● TEXTABSCHNITT
►

Sonografie-gestützte Infiltration an HWS und BWS

In den letzten 10 Jahren haben sich ultraschallgesteuerte Injektionen etabliert. An der Wirbelsäule können damit mittlerweile alle Regionen, also HWS, BWS und LWS bedient werden. Dabei können cervical und thorakal die Facettengelenke, die Medial Branches, die Spinalnerven und die Interkostalnerven therapiert werden. Diese Verfahren bieten sich sowohl zu diagnostischen als auch zu therapeutischen Zwecken an.

Schlüsselwörter:
#Ultraschall, #Intervention, #Medial Branch, #Facettengelenk, #Spinalnerv, #Interkostalnerv

Zitierweise:

Legat M: Sonografie-gestützte Infiltration an HWS und BWS. OUP 2019; 8: 516–519

DOI 10.3238/oup.2019.0516–0519

Abstract: During the last 10 years ultrasonic assisted technics for interventions were established. At the spine all regions with zygapophysial joints, medial branches, spinal nervs and intercostal nervs can be treated. They can be used for diagnostic and therapeutic purposes.

◄

Datensatzeinträge
►

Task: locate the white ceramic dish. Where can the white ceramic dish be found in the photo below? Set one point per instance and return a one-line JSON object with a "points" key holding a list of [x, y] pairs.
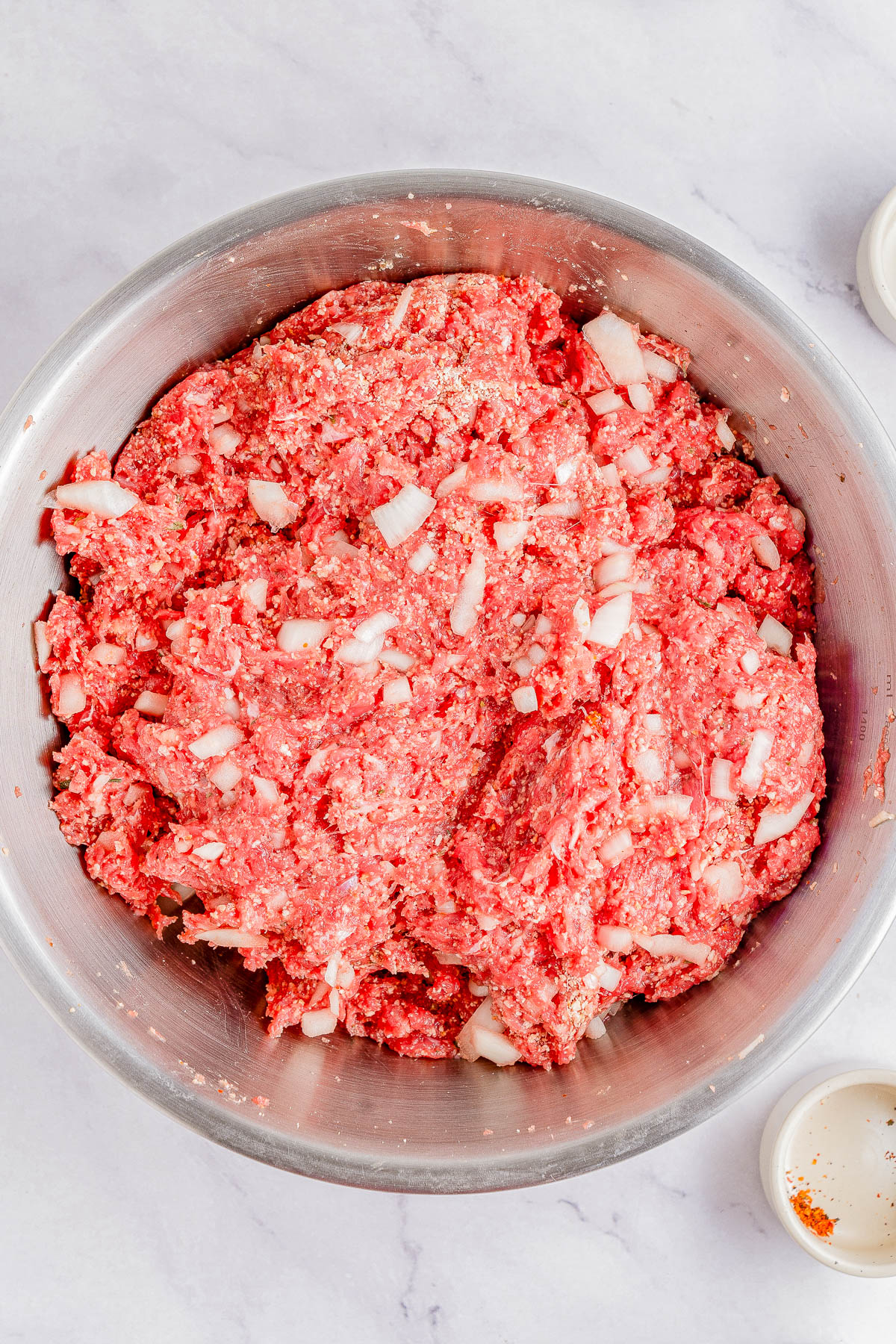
{"points": [[876, 267], [837, 1140]]}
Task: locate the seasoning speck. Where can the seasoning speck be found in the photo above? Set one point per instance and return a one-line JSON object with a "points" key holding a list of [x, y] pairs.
{"points": [[810, 1216]]}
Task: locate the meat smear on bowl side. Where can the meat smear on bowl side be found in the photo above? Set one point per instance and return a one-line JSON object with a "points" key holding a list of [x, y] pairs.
{"points": [[448, 662]]}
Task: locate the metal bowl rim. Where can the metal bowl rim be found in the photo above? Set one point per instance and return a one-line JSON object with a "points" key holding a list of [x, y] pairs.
{"points": [[457, 1175]]}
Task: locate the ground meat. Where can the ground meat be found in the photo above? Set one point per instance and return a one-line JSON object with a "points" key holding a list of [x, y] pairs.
{"points": [[464, 827]]}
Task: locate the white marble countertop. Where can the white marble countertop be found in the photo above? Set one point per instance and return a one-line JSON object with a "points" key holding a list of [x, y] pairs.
{"points": [[765, 129]]}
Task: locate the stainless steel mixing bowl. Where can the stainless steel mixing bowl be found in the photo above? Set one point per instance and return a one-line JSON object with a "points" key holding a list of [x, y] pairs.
{"points": [[181, 1024]]}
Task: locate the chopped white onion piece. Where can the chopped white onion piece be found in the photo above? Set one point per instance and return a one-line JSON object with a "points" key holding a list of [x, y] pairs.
{"points": [[319, 1021], [777, 636], [403, 515], [669, 804], [422, 558], [615, 848], [105, 499], [724, 880], [217, 742], [398, 660], [231, 937], [773, 824], [615, 939], [659, 367], [721, 780], [396, 316], [750, 662], [559, 508], [465, 611], [481, 1018], [496, 1048], [302, 633], [610, 621], [375, 625], [396, 691], [496, 491], [609, 977], [267, 789], [673, 945], [723, 430], [766, 551], [754, 766], [617, 347], [613, 567], [108, 655], [452, 483], [226, 776], [526, 699], [605, 402], [151, 703], [635, 461], [359, 652], [748, 699], [581, 616], [42, 644], [72, 698], [225, 440], [210, 851], [640, 396], [507, 535], [272, 503], [648, 765], [255, 593], [351, 332], [186, 464], [339, 546]]}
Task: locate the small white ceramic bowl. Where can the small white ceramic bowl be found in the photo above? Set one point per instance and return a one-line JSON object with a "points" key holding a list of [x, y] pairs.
{"points": [[876, 267], [837, 1142]]}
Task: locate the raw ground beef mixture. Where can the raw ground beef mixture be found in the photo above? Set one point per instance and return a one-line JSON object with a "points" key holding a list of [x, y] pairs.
{"points": [[444, 659]]}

◄

Erkläre in ein bis drei Sätzen, wodurch laut dem Textabschnitt zur sonografie-gestützten Infiltration an der Wirbelsäule mittlerweile alle Regionen bedient werden können. Die Zeilen spielen hierfür keine Rolle.

● LÖSUNG
Durch ultraschallgesteuerte Injektionen, die sich in den letzten 10 Jahren etabliert haben. Mit ihnen lassen sich HWS, BWS und LWS bedienen; cervical und thorakal können so die Facettengelenke, die Medial Branches, die Spinalnerven und die Interkostalnerven therapiert werden.